==== 提示文

武蔵精密工業(ムサシ)、台湾・デルタ電子豊田通商の3社は9月21日、インドで二輪車用EV駆動ユニット(eアクスル)の製造、販売を行う合弁会社の設立に合意したと発表した。2024年3月から量産を目指す。(佃モビリティ総研・松下次男)

 

記者会見で登壇した武蔵精密工業・大塚浩史 代表取締役社長(写真上段)と、合弁新会社・ムサシ デルタ eアクスル インディアPrivate Limitedの瀬戸川 健二CEO(写真下段)

 

東京都内で開いた合弁会社設立調印式・記者会見で、ムサシの大塚浩史社長は合弁設立の狙いについて「巨大なインドの二輪車市場でEV化が急速に進む」見通しに対し、「従来の枠を超え、スピード感を最優先に取り組む」ためと述べた。

 

設立する合弁会社は「ムサシ・デルタ・イーアクスル・インディア」。ムサシが51%、デルタが34%、豊田通商が15%それぞれ出資する。

 

デルタ電子・華 健豪 代表取締役社長(写真上段)、デルタ電子・産業オートメーションビジネスグループAndy Liuゼネラルマネージャー(写真下段)

 

合弁会社は独禁法などの問題がクリアーされ次第、今年12月をめどに設立する計画。生産はムサシ・インド法人(ベンガルール)の工場内にラインを設置し、2024年1月に生産を立ち上げ、同3月頃から量産を開始する予定だ。

 

第1弾は印EVベンチャーBNC供給、次いでアフリカ、アジアへ

 

インドは世界最大の二輪車市場。こうした中、インド政府はカーボンニュートラルに向け、2030年に二輪車のEV化比率を80%にするという大胆な目標を掲げる。

 

豊田通商・グローバル部品ロジスティクス本部 堀崎 太COO

 

このため、2022年時点の二輪EVの普及率は約4%に過ぎないが、四輪車に先行しいて二輪車のEV化が加速していることから、合弁会社を設立し、EV駆動ユニットの生産を立ち上げることにした。

 

生産するEV駆動ユニットはギアボックスとモーターなどで構成され、後輪横側からユニットを取り付けるサイドモーターレイアウトの新しいタイプという。

 

大塚社長は会見で、インドはコミューターといわれる100ccから125ccのバイクが主力であり、この最大のボリュームゾーン用に最適化し、ガソリン車を上回る性能を備えたユニットであることを強調した。

 

 

強みは小型で静粛性に優れたサイドモーターレイアウト

 

最高時速は70キロから80キロを確保し、EVで課題になる静粛性についても直接、後輪を駆動するため、優位性があるとした(具体的には、ベルトやチェーン駆動を採用した駆動ユニットでは騒音の課題があり、一方でインホイールモーターとするタイプは車輪のサイズ内に収める制約があり、パワー面で不利という)。

========
==== データ記録

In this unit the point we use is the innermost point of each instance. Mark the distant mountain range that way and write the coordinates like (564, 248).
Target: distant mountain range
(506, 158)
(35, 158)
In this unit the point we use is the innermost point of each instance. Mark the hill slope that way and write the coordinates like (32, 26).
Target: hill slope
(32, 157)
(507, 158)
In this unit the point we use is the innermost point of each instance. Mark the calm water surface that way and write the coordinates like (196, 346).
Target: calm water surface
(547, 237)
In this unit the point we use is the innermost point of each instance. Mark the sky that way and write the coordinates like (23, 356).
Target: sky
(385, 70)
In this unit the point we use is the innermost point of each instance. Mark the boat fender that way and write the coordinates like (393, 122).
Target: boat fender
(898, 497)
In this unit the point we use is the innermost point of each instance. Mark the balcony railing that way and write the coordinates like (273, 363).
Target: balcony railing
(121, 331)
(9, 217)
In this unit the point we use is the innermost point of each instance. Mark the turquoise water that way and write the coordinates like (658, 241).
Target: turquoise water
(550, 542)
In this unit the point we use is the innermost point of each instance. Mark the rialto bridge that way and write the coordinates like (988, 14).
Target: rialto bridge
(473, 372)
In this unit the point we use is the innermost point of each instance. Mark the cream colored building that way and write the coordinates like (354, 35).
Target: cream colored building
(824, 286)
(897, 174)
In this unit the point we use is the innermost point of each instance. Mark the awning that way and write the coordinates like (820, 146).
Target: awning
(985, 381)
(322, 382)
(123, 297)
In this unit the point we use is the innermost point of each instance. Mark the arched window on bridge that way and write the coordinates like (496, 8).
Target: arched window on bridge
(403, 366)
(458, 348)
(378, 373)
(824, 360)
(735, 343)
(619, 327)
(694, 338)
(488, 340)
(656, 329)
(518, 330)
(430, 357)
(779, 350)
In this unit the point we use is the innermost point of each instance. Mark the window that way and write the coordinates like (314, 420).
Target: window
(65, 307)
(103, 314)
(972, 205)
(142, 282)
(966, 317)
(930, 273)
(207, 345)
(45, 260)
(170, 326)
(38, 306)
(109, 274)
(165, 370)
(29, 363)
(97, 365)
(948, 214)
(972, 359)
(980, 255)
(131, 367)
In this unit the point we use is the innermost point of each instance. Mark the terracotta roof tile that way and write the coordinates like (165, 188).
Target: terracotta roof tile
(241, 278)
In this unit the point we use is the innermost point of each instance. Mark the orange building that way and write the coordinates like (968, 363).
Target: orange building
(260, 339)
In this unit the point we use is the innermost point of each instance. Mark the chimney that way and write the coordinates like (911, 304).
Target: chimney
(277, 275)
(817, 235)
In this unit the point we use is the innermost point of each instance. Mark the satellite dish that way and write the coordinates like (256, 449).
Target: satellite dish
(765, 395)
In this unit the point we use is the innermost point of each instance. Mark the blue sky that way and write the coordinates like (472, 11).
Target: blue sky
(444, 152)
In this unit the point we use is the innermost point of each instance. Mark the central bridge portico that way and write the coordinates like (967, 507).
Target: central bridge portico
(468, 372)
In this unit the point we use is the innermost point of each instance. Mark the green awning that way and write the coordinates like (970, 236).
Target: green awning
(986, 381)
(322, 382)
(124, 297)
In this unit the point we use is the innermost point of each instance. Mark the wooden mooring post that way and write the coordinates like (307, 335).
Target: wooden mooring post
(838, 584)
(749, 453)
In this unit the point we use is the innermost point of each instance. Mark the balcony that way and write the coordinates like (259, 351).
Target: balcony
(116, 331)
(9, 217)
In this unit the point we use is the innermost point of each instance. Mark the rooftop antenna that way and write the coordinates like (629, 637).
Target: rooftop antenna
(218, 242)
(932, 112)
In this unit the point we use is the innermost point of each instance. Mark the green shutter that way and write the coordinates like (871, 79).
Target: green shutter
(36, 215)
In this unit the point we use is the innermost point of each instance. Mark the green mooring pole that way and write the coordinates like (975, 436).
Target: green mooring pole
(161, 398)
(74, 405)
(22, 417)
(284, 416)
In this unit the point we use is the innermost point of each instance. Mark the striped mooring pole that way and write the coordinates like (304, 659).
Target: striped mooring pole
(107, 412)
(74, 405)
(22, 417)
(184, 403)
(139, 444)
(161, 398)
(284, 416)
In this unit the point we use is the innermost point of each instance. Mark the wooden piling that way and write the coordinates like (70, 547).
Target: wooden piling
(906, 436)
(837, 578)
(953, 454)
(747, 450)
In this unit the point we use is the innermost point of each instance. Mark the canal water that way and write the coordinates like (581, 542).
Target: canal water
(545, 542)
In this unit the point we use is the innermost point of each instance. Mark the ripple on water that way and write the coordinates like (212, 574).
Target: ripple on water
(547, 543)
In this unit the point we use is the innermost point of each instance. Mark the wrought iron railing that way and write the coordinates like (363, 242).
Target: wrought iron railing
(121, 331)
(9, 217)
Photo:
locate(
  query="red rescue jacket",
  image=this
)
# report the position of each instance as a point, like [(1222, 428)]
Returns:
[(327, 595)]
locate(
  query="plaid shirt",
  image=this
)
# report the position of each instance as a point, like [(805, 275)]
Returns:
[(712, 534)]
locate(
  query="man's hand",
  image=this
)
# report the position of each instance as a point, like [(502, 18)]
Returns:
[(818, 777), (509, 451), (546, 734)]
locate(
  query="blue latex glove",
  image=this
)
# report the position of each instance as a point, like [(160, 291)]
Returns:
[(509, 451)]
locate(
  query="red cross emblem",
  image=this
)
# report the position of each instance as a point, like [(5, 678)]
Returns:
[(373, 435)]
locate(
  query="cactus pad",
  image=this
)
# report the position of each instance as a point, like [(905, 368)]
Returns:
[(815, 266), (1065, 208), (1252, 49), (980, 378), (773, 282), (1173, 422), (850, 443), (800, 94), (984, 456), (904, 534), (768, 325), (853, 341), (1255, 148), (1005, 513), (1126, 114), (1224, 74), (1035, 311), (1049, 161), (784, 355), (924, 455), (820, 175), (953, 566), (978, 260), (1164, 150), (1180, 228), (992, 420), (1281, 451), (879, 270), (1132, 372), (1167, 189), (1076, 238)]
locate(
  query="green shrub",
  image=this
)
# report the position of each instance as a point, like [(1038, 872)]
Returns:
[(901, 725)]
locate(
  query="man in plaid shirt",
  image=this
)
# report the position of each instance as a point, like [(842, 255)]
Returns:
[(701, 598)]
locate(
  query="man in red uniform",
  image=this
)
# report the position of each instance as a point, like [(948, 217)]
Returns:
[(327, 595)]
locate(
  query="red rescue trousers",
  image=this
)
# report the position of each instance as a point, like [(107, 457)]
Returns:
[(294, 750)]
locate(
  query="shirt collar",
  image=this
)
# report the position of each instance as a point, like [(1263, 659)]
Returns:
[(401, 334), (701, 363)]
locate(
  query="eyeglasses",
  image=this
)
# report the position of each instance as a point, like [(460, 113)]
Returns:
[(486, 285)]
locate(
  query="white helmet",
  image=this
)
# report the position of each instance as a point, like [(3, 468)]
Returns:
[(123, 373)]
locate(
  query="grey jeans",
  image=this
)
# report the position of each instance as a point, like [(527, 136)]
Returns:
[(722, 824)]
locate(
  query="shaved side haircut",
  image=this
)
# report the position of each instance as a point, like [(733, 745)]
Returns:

========

作業一覧 –
- 1) 提示文によると、合弁会社へのデルタの出資比率は何%か。
- 2) 記録のうち「like (581, 542).」を含む行から始めて「[(818, 777), (509, 451), (546, 734)]」を含む行までを、空行を除いて「番号」と「行」の2列からなるMarkdownの表に変換せよ。

最終結果 –
- 1) 34%

- 2)
| 番号 | 行 |
|---|---|
| 1 | In this unit the point we use is the innermost point of each instance. Mark the canal water that way and write the coordinates like (581, 542). |
| 2 | Target: canal water |
| 3 | (545, 542) |
| 4 | In this unit the point we use is the innermost point of each instance. Mark the ripple on water that way and write the coordinates like (212, 574). |
| 5 | Target: ripple on water |
| 6 | (547, 543) |
| 7 | In this unit the point we use is the innermost point of each instance. Mark the wrought iron railing that way and write the coordinates like (363, 242). |
| 8 | Target: wrought iron railing |
| 9 | (121, 331) |
| 10 | (9, 217) |
| 11 | Photo: |
| 12 | locate( |
| 13 |   query="red rescue jacket", |
| 14 |   image=this |
| 15 | ) |
| 16 | # report the position of each instance as a point, like [(1222, 428)] |
| 17 | Returns: |
| 18 | [(327, 595)] |
| 19 | locate( |
| 20 |   query="plaid shirt", |
| 21 |   image=this |
| 22 | ) |
| 23 | # report the position of each instance as a point, like [(805, 275)] |
| 24 | Returns: |
| 25 | [(712, 534)] |
| 26 | locate( |
| 27 |   query="man's hand", |
| 28 |   image=this |
| 29 | ) |
| 30 | # report the position of each instance as a point, like [(502, 18)] |
| 31 | Returns: |
| 32 | [(818, 777), (509, 451), (546, 734)] |